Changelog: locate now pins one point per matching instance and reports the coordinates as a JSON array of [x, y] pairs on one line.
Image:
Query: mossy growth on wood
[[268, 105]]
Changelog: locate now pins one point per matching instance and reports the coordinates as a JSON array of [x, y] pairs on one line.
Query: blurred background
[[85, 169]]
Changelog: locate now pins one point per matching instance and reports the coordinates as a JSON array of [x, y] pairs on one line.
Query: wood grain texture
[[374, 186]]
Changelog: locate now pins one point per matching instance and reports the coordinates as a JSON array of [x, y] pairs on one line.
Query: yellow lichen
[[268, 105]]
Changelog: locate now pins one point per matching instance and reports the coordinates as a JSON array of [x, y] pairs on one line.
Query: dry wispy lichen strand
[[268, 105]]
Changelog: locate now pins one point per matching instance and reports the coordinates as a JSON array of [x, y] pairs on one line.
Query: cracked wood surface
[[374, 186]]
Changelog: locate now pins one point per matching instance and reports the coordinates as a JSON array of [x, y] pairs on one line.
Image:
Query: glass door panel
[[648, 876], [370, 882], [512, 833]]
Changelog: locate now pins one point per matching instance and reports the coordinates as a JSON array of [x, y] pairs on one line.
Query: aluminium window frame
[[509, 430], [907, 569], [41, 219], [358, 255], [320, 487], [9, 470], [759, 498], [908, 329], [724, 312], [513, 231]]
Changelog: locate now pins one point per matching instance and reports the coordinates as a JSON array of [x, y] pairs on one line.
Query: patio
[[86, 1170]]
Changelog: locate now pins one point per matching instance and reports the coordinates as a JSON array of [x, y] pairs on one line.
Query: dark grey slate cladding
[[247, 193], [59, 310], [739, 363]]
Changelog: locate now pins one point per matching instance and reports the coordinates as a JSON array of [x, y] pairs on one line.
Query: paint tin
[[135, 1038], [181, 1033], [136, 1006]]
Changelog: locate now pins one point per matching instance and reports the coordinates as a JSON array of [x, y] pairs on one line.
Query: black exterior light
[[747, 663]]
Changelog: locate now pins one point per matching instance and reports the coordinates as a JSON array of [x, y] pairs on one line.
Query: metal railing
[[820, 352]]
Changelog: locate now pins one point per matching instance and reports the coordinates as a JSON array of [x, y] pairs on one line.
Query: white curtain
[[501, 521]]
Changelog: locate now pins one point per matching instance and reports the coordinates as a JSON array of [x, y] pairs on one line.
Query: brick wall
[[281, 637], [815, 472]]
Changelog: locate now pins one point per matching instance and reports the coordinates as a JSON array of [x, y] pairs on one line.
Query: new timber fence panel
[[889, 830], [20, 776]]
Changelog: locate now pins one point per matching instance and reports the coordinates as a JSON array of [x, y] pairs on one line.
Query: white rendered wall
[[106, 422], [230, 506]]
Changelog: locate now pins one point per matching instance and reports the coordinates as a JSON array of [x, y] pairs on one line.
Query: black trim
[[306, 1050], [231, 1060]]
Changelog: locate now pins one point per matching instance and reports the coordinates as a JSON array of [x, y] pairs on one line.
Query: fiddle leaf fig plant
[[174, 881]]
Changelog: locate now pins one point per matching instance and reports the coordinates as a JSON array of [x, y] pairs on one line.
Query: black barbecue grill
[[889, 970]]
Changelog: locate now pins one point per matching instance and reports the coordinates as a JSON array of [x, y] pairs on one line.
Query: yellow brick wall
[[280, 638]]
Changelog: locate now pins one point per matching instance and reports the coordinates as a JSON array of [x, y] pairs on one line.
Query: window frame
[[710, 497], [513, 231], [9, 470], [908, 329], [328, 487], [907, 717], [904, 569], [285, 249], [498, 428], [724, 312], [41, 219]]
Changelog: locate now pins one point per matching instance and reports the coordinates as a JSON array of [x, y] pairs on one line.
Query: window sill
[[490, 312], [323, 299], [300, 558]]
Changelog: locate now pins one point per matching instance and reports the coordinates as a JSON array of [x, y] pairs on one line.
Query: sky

------------

* _The request_
Turn the records above, from their first line through the line containing "[[648, 876], [370, 882], [512, 833]]" (both included), into a numbered list, skipping any blank lines.

* _Response for this exercise_
1. Changelog: locate now pins one point per matching instance and reports the coordinates as a JSON array of [x, y] pairs on one line.
2. Image:
3. Query: mossy growth on wood
4. [[268, 105]]
5. Changelog: locate now pins one point per matching instance and reports the coordinates as a JSON array of [x, y] pairs on one line.
6. Query: blurred background
7. [[85, 169]]
8. Changelog: locate now pins one point per matching instance and reports the coordinates as a JSON array of [x, y] pairs on one line.
9. Query: wood grain texture
10. [[374, 186]]
11. Changelog: locate now pins one point per matching instance and reports the coordinates as a JSON array of [x, y] pairs on one line.
12. Query: yellow lichen
13. [[268, 105]]
14. Changelog: locate now pins one point per matching instance and reports the coordinates as a JSON array of [x, y] pairs on one line.
15. Query: dry wispy lichen strand
16. [[268, 105]]
17. Changelog: locate now pins one point per matching instance and reports the coordinates as a JSON array of [x, y] pairs on one line.
18. Query: cracked wood surface
19. [[374, 186]]
20. Changelog: locate now pins one point per matching instance and reports the coordinates as a JSON array of [x, y] pairs on one line.
21. Image:
22. Query: glass door panel
23. [[648, 876], [370, 882], [512, 833]]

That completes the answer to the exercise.